GIVEN INSTRUCTION
Report each line in the records below that contains the string "outline", copying the line in full. Matching is case-sensitive.

WORKING DATA
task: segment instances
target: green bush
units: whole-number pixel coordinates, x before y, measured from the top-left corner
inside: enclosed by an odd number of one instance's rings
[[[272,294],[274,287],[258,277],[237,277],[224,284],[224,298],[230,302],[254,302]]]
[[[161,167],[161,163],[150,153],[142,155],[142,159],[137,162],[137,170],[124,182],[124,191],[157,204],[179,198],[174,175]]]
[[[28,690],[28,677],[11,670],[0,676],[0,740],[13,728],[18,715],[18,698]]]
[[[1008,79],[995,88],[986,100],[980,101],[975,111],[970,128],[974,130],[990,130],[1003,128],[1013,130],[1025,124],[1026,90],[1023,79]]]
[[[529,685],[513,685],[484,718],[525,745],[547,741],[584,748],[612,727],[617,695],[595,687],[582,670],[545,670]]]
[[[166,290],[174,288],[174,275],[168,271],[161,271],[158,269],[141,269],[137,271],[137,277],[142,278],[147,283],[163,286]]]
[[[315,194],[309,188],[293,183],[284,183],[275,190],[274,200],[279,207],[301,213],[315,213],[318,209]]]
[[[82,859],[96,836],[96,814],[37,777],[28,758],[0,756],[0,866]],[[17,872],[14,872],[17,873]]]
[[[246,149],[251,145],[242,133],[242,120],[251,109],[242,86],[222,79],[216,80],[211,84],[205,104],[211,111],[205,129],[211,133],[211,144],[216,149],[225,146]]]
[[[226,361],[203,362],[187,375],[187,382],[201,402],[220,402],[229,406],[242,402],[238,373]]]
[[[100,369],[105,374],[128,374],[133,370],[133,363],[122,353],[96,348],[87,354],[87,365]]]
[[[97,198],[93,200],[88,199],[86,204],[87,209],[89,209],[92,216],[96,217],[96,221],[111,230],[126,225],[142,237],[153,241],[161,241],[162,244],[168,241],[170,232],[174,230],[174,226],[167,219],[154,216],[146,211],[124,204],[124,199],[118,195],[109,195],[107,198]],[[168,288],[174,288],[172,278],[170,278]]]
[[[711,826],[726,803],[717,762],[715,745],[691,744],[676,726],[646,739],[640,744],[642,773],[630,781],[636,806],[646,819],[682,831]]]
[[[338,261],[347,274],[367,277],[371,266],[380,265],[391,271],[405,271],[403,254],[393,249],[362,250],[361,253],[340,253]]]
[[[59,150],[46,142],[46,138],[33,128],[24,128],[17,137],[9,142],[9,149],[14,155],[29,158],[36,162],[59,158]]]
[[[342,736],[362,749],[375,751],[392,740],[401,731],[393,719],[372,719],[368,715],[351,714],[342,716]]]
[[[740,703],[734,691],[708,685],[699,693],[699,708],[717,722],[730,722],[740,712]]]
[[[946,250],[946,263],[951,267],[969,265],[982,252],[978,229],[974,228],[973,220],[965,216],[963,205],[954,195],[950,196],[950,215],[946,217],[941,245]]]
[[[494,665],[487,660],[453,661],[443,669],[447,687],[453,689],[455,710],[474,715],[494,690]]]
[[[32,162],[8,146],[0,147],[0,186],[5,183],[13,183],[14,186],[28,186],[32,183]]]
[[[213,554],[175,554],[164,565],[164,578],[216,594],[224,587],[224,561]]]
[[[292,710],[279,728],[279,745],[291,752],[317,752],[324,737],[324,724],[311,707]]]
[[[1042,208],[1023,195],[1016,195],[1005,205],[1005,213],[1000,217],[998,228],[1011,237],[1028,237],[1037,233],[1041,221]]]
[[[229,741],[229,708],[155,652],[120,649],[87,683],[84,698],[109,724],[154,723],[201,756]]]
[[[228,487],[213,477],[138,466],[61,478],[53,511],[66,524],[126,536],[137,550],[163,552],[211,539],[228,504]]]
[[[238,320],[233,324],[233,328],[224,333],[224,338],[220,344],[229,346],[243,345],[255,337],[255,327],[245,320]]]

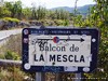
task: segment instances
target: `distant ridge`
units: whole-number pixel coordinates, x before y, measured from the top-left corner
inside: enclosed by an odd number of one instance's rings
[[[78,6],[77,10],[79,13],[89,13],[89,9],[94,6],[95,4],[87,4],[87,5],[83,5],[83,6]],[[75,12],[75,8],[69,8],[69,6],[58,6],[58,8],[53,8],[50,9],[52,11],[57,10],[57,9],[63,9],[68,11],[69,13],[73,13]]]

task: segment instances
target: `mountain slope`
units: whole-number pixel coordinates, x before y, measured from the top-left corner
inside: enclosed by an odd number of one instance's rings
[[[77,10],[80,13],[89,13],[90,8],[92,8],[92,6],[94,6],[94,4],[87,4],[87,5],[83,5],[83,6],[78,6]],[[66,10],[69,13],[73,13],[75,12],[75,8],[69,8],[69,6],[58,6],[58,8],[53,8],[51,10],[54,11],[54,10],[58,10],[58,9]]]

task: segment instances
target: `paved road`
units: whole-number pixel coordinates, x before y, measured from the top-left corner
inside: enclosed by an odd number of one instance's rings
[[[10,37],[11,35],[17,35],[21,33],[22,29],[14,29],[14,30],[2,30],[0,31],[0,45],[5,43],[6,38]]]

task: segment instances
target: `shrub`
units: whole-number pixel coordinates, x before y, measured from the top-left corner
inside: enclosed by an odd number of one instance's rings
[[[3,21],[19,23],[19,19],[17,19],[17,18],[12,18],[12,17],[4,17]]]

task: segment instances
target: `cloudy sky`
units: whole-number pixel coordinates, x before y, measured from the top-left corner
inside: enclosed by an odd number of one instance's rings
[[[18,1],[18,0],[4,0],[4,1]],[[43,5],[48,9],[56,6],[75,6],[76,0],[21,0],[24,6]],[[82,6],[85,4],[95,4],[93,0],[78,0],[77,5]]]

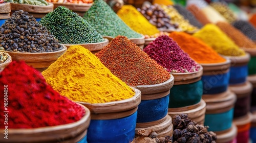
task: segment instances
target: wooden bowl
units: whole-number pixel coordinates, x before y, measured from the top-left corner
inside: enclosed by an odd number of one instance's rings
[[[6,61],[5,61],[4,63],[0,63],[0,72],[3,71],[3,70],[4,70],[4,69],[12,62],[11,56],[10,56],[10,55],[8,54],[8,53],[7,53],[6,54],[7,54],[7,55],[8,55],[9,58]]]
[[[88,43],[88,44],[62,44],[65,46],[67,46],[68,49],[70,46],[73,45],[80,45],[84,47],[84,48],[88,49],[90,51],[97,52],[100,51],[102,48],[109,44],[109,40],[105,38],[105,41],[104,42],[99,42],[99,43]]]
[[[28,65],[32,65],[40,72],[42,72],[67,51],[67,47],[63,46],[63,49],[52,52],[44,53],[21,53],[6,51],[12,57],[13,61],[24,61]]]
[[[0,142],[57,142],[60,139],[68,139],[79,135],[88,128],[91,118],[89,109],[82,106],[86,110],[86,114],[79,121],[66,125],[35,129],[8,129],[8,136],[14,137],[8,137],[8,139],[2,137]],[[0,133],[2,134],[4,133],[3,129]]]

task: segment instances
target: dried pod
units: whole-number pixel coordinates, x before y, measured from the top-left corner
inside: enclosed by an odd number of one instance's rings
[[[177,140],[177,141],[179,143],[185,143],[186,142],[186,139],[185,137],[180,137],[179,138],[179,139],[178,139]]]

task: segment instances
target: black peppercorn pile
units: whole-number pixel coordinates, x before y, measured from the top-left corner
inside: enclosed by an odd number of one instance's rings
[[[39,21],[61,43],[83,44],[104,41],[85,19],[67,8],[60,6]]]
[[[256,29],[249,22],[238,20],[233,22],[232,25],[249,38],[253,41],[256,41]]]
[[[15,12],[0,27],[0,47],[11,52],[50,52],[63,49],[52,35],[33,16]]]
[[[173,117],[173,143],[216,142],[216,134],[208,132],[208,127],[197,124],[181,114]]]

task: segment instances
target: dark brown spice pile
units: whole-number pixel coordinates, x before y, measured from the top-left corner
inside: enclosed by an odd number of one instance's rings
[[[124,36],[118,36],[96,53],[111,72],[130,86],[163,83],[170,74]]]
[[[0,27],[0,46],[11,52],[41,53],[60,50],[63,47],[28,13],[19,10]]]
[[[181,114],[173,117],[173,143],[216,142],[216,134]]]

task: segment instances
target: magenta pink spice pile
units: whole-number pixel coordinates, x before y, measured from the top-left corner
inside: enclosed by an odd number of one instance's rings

* * *

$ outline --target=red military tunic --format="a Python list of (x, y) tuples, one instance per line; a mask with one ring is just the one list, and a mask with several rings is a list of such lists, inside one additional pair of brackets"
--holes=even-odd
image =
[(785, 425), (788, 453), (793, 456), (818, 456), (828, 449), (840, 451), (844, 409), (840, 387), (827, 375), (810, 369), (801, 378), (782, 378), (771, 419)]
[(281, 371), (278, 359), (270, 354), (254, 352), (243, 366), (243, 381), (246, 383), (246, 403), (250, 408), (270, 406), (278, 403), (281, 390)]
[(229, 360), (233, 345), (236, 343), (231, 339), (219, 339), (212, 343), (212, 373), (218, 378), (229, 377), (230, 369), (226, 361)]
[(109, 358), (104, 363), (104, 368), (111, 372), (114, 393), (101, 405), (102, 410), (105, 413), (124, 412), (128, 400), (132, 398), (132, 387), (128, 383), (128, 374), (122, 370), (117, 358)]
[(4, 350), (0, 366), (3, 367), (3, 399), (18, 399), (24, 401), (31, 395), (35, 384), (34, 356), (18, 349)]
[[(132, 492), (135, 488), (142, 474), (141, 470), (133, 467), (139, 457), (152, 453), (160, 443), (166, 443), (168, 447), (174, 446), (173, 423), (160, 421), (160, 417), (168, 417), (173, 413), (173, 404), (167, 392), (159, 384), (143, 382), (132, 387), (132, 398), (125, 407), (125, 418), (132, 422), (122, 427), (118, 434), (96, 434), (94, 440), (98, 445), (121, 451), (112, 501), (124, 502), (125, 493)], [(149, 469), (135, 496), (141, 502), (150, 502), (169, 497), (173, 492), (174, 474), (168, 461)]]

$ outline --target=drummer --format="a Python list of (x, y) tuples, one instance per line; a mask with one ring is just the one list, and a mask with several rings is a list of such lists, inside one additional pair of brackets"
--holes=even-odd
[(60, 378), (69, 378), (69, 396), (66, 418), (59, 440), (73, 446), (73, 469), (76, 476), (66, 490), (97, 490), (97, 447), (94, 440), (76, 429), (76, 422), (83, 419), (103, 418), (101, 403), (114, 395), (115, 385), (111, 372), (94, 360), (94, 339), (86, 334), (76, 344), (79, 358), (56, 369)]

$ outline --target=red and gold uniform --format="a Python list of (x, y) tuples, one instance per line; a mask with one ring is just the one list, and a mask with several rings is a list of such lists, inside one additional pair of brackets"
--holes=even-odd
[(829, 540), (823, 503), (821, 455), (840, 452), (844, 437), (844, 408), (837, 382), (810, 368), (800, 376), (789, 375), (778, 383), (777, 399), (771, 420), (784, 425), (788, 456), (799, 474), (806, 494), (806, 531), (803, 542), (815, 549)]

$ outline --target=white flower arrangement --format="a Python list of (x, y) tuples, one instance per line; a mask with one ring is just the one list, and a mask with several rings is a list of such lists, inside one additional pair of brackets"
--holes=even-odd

TASK SOLUTION
$ outline --target=red military tunic --format="a Python list of (x, y) tuples, one instance per line; a mask with one ring is just the one list, and a mask with several rings is a list of such lists, inside one additional pair of brackets"
$ outline --target=drummer --format="a Python list of (x, y) tuples, one instance per line; a mask with one ring is just the one list, and a mask with several rings is a list of such lists, inside one additional pair of brackets"
$ outline --target=red and gold uniform --format="a Python list of (x, y) tuples, one instance per line; a mask with one ring is just the one list, and a mask with several rings is a list of such lists, inside one additional pair of brackets"
$ outline --target=white flower arrangement --format="a Python list of (x, y) tuples, one instance per line; a mask with one ring is just the one list, and a mask with several rings is a list of such lists, inside one additional pair of brackets"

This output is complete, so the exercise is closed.